[Document text]
-- -- --

DirectX has several components for sound programming i.e DirectSound and DirectMusic, but in version 8.0 those components are combined into single component, i.e. DirectX Audio. I will explain it for DirectX 8.0. For version 9.0 you should replace 8 suffix with 9, for example, replace IDirectMusicPerformance8 with IDirectMusicPerformance9 and so on. For this article I use DirectX header conversion from here. Download project source code accompany this article here.

Hold Your Breath and Dive In....

Ok, enough with overview stuff. Let's start with real stuff. There are several steps to use DirectX Audio. It can be divided into three main parts as following:

  1. Initialization.
  2. Playing and stopping sound sample.
  3. Finalization (Shutdown).

Initialization Part

To start using DirectX Audio, first of all, we must initialize COM by calling CoInitialize function. This function is declared in ActiveX unit, so add this unit in your uses clause. This function has one parameter, fill this parameter with nil upon calling CoInitialize. Once it's done, we are ready to initialize DirectX Audio. Ok let's continue with next step.

-- -- --

[Given problem 1]
Translate this sentence from the DirectX Audio tutorial above into Spanish: "To start using DirectX Audio, first of all, we must initialize COM by calling CoInitialize function."
[Given problem 2]
Resume the DirectX Audio tutorial above, picking up right after its final sentence.

[Collected material]
-- -- --

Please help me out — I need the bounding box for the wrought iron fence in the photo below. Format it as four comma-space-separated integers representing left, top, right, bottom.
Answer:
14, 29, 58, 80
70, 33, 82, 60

-- -- --

[Written response 1]
Para empezar a usar DirectX Audio, primero que nada, debemos inicializar COM llamando a la función CoInitialize.

[Written response 2]
Initializing Performance

Performance object is a overall manager for music playback. In one application, usually we only need one performance. To create and initialize performance, we use CoCreateInstance function which is declared in ActiveX unit. For example:

CoCreateInstance(CLSID_DirectMusicPerformance,nil,CLSCTX_INPROC,IID_IDirectMusicPerformance8,FPerformance);

Code above will initialize instance of IDirectMusicPerformance8 and store the address of instance in FPerformance. FPerformance is variable of type IDirectMusicPerformance8. Class ID CLSID_DirectMusicPerformance and interface ID IID_DirectMusicPerformance8 are both declared in DirectMusic unit. Be sure to include this unit in your uses clause. Second parameter is for COM aggregation which is not supported, we set it to nil. Constant CLSCTX_INPROC used here because DirectX is an in process COM server. We can check status of CoCreateInstance using Failed or Succeeded function.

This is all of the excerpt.